PAGE TEXT:

BenchmarkResults Table – Data Model & Access Patterns

This document explains the DynamoDB schema used to store test results and analyze test runs.

Use Case

The BenchmarkResults DynamoDB table stores results for the Lambda ARM vs x86 benchmark suite.

This is a single-table, multi-entity database that is optimized for:

Fast, cheap queries over aggregated statistics (avoids excessive reads).
Occasional deep dives into raw invocation results.
Tracking and comparing multiple benchmark runs over time.

Because this table is for test result data and isn't mission-critical or production data, we don't have backups enabled for this table.

Core Access Patterns

The table is designed around these primary access patterns:

AP1 – Get test run summary + all aggregates for a run
“Show me metadata and stats for test run X.”
AP2 – Get a single aggregate for a specific config in a run
“Give me cold-start stats for python3.13-arm64-cpu-512 in run X.”

INFORMATION SUPPLIED:

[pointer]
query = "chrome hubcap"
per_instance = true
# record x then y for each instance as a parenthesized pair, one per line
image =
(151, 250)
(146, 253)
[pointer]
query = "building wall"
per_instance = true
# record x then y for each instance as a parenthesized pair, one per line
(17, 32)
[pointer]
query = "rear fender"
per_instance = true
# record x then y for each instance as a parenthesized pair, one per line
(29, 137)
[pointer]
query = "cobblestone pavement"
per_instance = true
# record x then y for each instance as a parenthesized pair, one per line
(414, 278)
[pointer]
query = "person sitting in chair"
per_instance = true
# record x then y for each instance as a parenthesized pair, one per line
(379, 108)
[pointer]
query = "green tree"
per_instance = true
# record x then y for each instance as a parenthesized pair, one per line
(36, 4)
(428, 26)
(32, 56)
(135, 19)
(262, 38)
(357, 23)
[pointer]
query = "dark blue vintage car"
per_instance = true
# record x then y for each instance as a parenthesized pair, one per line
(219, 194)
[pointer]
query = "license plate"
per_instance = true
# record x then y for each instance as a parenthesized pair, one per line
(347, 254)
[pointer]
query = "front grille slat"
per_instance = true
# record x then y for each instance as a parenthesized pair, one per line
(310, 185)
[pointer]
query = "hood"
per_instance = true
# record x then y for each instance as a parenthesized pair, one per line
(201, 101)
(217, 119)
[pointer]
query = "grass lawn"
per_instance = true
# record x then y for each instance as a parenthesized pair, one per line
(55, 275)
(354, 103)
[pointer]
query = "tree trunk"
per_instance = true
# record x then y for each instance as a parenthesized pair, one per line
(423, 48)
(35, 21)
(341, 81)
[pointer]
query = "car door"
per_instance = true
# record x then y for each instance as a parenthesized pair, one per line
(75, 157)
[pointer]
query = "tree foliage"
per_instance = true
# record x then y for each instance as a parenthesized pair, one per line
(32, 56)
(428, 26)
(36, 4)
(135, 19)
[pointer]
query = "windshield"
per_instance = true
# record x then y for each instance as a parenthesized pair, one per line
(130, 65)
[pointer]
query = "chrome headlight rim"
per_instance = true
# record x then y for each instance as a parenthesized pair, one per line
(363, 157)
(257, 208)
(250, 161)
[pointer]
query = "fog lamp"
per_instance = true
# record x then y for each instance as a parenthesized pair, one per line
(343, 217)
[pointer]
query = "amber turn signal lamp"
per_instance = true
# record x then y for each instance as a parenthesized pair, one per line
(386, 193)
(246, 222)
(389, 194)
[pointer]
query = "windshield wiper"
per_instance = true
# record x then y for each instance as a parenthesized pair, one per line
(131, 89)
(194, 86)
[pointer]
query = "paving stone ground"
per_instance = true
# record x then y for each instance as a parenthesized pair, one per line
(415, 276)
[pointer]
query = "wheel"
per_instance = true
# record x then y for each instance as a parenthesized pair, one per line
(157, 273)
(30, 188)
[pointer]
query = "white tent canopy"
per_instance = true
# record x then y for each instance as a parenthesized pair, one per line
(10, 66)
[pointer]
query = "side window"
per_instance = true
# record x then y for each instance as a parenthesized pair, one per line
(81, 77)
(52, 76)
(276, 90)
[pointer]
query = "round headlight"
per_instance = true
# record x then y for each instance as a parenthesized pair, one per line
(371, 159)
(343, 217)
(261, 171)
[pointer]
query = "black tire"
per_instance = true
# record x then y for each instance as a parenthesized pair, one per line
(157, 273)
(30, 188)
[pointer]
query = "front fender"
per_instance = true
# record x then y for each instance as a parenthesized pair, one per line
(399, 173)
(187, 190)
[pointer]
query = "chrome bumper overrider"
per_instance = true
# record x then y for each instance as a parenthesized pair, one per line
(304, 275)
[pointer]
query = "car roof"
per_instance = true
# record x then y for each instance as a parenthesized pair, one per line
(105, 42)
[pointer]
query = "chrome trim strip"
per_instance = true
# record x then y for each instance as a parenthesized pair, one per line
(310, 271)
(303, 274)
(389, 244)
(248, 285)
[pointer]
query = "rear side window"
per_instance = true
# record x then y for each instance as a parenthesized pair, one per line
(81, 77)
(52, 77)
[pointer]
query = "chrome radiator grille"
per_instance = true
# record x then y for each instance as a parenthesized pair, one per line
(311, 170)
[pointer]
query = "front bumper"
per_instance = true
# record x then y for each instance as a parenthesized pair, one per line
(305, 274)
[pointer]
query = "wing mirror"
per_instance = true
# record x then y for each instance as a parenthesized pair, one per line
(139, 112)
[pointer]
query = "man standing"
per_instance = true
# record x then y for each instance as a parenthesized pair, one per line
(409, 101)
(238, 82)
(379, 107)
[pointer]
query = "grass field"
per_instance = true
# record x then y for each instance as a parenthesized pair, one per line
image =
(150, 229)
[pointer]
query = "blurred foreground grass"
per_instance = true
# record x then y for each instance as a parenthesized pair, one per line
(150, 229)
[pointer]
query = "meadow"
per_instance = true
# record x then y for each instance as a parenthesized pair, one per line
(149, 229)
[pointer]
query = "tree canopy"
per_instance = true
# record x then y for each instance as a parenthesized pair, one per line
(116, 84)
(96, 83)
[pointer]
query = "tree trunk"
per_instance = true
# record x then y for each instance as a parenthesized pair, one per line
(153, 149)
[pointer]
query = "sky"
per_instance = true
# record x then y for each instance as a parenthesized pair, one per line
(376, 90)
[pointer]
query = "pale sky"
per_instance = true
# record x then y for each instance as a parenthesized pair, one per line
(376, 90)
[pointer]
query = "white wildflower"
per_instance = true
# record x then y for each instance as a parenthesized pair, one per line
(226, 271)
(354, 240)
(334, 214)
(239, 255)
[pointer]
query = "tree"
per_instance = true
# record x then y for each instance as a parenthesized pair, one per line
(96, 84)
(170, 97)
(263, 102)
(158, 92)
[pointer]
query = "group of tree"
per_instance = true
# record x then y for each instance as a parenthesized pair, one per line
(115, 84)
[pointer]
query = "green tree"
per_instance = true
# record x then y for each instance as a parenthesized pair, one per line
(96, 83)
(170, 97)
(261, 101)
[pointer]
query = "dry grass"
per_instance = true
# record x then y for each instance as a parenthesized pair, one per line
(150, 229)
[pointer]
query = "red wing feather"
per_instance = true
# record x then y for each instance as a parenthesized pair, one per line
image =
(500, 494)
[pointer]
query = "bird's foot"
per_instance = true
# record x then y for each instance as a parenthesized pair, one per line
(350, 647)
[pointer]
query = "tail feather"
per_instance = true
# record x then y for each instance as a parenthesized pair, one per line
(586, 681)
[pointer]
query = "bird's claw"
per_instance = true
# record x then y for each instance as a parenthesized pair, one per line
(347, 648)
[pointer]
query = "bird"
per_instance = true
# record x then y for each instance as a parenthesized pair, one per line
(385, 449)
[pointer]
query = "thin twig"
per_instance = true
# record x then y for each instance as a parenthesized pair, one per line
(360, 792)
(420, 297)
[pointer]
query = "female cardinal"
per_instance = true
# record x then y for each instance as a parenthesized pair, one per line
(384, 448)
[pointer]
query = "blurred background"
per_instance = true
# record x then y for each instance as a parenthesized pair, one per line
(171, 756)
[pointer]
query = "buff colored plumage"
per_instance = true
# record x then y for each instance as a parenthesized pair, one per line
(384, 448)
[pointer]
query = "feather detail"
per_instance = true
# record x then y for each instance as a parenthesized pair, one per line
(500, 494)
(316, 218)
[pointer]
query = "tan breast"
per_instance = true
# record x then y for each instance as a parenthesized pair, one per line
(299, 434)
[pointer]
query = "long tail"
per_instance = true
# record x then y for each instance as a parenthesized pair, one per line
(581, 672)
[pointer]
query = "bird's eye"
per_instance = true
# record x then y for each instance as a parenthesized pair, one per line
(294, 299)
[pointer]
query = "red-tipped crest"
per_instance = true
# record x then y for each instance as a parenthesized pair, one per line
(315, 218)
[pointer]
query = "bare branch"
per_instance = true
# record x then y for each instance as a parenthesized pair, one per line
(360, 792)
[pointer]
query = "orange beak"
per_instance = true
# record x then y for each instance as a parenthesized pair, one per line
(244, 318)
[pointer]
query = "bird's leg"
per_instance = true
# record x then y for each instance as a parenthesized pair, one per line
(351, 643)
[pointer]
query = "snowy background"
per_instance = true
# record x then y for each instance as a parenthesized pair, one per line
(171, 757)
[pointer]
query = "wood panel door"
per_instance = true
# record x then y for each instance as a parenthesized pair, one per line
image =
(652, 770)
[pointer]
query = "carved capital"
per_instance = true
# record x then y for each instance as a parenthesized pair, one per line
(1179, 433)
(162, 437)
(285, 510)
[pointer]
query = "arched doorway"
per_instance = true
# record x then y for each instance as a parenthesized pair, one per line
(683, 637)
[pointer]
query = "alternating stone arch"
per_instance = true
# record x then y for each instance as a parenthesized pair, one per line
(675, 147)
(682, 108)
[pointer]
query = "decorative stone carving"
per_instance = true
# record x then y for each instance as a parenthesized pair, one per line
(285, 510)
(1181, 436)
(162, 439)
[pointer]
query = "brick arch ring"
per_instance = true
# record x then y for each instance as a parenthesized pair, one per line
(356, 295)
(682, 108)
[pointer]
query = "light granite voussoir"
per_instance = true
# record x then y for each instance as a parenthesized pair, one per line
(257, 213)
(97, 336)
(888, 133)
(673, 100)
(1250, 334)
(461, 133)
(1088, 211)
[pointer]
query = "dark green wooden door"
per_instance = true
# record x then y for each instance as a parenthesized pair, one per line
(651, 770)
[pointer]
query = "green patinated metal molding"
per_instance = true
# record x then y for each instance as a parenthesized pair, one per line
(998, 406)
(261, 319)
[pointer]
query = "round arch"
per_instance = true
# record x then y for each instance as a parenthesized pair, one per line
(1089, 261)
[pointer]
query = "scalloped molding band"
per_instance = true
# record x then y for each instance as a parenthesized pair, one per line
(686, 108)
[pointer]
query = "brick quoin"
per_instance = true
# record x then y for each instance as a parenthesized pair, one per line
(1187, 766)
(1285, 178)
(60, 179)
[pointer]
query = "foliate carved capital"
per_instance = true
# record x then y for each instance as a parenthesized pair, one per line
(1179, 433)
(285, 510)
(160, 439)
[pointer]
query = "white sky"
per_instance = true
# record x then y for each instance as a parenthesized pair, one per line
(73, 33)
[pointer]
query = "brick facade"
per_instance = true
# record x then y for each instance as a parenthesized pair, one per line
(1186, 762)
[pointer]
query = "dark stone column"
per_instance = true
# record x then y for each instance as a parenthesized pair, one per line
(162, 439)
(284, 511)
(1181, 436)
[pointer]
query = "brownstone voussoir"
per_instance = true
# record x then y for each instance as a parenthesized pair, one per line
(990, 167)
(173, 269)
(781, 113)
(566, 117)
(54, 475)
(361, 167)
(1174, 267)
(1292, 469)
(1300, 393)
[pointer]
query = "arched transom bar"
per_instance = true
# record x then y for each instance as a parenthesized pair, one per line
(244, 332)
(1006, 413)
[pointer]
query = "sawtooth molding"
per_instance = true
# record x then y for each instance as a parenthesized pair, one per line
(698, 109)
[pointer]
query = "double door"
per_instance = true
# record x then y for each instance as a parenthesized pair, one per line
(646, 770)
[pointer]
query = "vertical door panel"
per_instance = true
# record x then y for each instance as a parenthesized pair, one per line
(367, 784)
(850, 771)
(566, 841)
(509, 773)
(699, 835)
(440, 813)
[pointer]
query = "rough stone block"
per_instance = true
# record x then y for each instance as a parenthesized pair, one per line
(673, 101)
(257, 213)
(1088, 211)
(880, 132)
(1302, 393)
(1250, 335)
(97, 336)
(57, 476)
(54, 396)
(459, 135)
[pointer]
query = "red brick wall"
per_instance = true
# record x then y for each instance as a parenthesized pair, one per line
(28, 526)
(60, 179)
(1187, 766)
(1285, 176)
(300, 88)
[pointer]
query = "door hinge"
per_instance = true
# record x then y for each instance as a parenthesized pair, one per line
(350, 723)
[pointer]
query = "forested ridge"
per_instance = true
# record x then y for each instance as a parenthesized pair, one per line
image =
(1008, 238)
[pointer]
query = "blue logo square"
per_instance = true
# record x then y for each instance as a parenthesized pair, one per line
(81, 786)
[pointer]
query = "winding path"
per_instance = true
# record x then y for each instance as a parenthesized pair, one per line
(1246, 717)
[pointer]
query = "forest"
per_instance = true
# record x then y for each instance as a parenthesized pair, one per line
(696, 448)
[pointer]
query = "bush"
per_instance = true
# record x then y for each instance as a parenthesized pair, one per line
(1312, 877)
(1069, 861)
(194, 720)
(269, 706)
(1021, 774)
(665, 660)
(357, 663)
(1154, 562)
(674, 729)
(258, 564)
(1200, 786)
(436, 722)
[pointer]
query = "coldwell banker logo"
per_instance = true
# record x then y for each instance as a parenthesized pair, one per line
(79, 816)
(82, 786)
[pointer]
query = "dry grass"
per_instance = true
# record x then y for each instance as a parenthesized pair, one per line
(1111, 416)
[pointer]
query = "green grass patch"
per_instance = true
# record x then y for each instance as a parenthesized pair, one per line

WHAT YOU ARE ASKED TO DO: According to the BenchmarkResults table document, why are backups not enabled for the table?

RESPONSE: The table holds test result data that isn't mission-critical or production data.